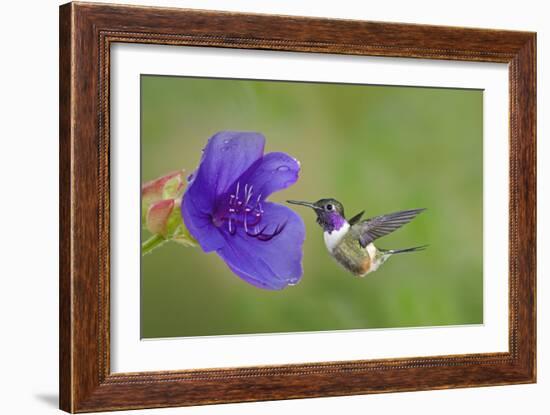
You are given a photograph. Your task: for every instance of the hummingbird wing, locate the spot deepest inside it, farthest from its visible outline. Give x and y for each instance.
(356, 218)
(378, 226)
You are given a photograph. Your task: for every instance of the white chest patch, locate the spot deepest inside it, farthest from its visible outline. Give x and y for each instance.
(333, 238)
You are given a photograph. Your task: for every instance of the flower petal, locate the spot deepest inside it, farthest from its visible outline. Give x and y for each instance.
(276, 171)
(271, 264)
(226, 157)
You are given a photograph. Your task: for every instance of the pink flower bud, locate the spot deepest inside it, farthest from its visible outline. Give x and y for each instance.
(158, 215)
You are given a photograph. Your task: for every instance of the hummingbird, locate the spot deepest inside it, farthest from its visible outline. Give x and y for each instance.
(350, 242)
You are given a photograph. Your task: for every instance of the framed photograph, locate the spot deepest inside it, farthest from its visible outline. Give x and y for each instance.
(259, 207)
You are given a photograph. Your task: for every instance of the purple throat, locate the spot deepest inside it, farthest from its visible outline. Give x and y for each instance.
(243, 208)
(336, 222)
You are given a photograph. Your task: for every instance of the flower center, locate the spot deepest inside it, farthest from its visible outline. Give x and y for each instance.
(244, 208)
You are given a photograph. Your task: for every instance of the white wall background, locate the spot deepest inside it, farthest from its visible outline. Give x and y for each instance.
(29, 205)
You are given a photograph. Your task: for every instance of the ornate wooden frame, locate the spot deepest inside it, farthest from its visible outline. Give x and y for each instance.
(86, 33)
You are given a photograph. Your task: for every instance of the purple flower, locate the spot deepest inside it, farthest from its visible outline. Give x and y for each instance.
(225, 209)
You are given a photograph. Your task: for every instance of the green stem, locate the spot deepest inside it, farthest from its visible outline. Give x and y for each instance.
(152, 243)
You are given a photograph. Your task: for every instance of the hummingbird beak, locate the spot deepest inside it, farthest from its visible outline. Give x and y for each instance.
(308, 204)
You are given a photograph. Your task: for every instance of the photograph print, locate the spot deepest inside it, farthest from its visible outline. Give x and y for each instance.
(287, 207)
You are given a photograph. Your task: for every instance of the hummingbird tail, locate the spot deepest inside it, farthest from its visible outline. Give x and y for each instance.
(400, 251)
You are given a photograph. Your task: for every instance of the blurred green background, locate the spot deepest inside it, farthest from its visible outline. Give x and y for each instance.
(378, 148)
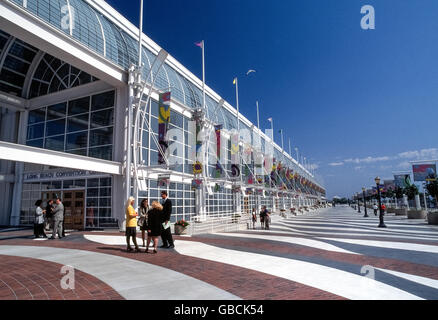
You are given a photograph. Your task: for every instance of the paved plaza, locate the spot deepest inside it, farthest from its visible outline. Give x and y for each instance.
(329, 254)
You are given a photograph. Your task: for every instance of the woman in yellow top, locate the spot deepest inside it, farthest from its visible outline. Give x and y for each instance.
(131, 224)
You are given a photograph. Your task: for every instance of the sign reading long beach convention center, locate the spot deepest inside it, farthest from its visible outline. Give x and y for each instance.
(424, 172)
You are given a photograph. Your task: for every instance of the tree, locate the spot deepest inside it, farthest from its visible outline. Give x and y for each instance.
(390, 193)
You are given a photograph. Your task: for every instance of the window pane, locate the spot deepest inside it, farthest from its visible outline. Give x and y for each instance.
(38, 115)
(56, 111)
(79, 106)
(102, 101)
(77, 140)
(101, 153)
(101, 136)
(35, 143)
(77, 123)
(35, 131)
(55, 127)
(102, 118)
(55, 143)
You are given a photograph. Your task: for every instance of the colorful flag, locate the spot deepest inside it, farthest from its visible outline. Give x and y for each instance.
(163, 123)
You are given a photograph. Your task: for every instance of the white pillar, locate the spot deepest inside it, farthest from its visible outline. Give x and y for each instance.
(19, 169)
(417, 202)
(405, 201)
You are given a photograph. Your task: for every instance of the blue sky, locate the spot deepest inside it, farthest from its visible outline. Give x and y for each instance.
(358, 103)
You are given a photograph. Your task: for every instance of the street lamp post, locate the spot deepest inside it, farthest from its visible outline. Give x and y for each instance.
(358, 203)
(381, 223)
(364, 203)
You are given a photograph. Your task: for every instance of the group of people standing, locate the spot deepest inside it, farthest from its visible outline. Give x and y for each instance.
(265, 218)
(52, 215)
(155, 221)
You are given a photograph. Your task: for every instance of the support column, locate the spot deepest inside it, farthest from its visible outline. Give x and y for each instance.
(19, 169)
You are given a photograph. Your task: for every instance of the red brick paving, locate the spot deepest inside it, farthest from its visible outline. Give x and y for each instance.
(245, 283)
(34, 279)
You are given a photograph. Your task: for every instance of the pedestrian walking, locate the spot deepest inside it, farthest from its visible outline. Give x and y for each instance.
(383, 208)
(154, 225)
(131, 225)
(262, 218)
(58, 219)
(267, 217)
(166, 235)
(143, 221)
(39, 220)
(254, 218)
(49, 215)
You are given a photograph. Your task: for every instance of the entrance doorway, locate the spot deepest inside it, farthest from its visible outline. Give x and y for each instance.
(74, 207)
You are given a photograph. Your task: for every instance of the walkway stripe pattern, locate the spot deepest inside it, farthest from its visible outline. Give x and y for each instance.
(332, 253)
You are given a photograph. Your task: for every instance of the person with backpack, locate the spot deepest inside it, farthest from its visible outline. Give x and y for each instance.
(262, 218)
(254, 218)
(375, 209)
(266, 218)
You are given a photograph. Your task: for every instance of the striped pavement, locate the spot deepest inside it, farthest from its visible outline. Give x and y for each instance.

***

Work task: Please copy every record above exactly, but leave the pictures out.

Problem solution:
You are given a photograph. Your task: for every instance of the hummingbird wing, locate the spot deepest inside it, farthest from its visible outline. Give x and y for each instance.
(356, 218)
(378, 226)
You are given a photograph. Your task: for every instance of the white chest patch, locate the spot deepest inside it, farthest from its visible outline. Give x and y for each instance.
(333, 238)
You are given a photograph. Your task: for every instance of the flower petal, locate the spot deepest inside it, farthest from its visible outline. Give x and y for each instance.
(276, 171)
(271, 264)
(226, 157)
You are given a photograph. Your task: for every instance of the pink flower bud, locate the spot deepest inside it, farthest from its visible outline. Give x and y for each instance.
(158, 215)
You are given a photograph. Your task: for every instance of the hummingbird, locate the spot deepest inside it, farthest from its visible outline. Give x and y for each instance.
(350, 242)
You are given a photograph. Your task: for every instance of the framed photograph, locate the spot deepest inside it, farthest from its visible outline. Give x and y for each instance.
(259, 207)
You are given a photograph. Your task: for every instance of the purple throat, locate the spot deepest inside it, farthest from its visible outline. Give x and y for each instance.
(243, 208)
(336, 222)
You are given a photograph. Your task: for every instance of the flower center, locate the spot deepest inside it, farthest from its visible outline. Give x and y for each instance.
(244, 208)
You are given a photograph. Your task: for every instance of the white wall background, locate the spot deepest inside it, farthest from its visible outline. Give x and y for each instance.
(29, 205)
You are given a photograph. Your task: for every instance of the ornate wooden frame, locate the spot deepest inside it, farthest from its visible outline. Give x and y for each instance.
(86, 33)
You are given a photograph. Your task: for every instance of the purple flower, locate the spot deepest inside it, farthest from its visible outline. Give x and y for each instance.
(225, 209)
You are given a photograph. Your task: for every instance of the green stem, locate the spot deepest inside it, farthest from its visible outline. Give x and y for each instance.
(152, 243)
You are given a photograph. Your task: for every instance of the hummingbird beak, locate the spot deepest inside it, farthest from its visible outline. Give x and y for each instance.
(308, 204)
You are given a photograph. Your task: for every instance of the photograph print, locate the spot deepest inside it, farthest from its visible outline. Give x and y for each instance.
(287, 207)
You are given a photograph. Your task: for every instance of the hummingbird tail, locate the spot deepest inside it, farthest from its visible outline. Give x and y for each instance.
(400, 251)
You are given a photograph. Your task: for every instance of the blurred green background, locate the spot deepest inside it, farthest from its visible outline. Give x and y for each instance.
(378, 148)
You are given a photograph. Your task: for every instance of the paved plaza, locate the spot deepest inside it, farthest from its visible outline. Give x and y for each instance.
(329, 254)
You are given a photograph. Your task: for every instance of the woman in yellow top, locate the spot deepest inside it, farthest from its visible outline. Give x and y for each instance.
(131, 224)
You are given a photograph. Your task: for every instance of the sign reading long beach convention center, locate the spot deepest inside it, farthest from its visible outline. Give x and y for each instance.
(424, 172)
You are given a photograph. Your task: for every instance of the tree, locate the spot deepest inside it, farthest from its visible outline. Give x and y for each instance.
(390, 193)
You are given a photograph. Your task: for every instance of the window pane, locate the spot deepest inside it, farthest from its visible outline. Give x and y for each instance.
(38, 115)
(56, 111)
(79, 106)
(102, 101)
(77, 140)
(101, 153)
(101, 136)
(35, 143)
(77, 123)
(35, 131)
(55, 127)
(102, 118)
(55, 143)
You are given a photograph. Your task: for every instance of the colorful flag, locate the spot deepest inside it, farthest from its visible outline. Give x and y for each instance.
(163, 123)
You are given a photograph. Your task: for every instance of the white pillar, locate the spot deepest inside it, farthest from its visible outline. Give x and y for each instance.
(19, 169)
(417, 202)
(405, 201)
You are given a photograph. Your task: for every instance of the blue sky, locate the spot deepest inside it, farthest from its visible outline. Give x and y for each instance.
(358, 103)
You are given a photograph. Your task: for every instance of the street lamp post, locate the spot deepest inside it, farthest from its visible outline. Give x and y for each instance.
(358, 203)
(381, 223)
(364, 203)
You are given a photograph. Your task: for every instance of the group of people standing, locate the spot deepest inside it, farthest from its visible outline. Give x and y for each instance.
(265, 218)
(52, 215)
(155, 221)
You are given a photograph. Your task: for every instance of the support column, locate the spot deepest inside it, farthest from its visible outline. Give x and y for each instance.
(19, 169)
You are given a photograph. Your task: for every instance of the red brick paving, locate the spot deepest inside it, farthest from its visible outline. Give x and y for each instance.
(245, 283)
(34, 279)
You are given a photograph. Your task: for every instance of the pedestrian walking, locate the spot deepest inside it, farthest from its visible outline. Give x and y for each instance.
(383, 208)
(154, 225)
(131, 225)
(262, 218)
(58, 219)
(267, 217)
(166, 235)
(143, 221)
(39, 220)
(254, 218)
(49, 215)
You are given a photograph. Your task: for every instance of the entrance doorway, locate the spot deepest inside it, farthest from its visible outline. Give x and y for each instance.
(74, 207)
You are given a photograph. Your task: for every instance of the walkway stripe pattern, locate the spot deepest inside it, farthest from its visible outline. Give x and y for each instance.
(332, 253)
You are given a photograph. Your task: for every instance of the person with backpack, locate the spot deepest inside it, farthest from its visible outline. Give x and y for each instance.
(262, 218)
(254, 218)
(375, 209)
(266, 218)
You are given a photograph. Your task: for every instance of the striped pavement, locate the spot deepest inside it, farthest from its visible outline. Give x and y for each instance.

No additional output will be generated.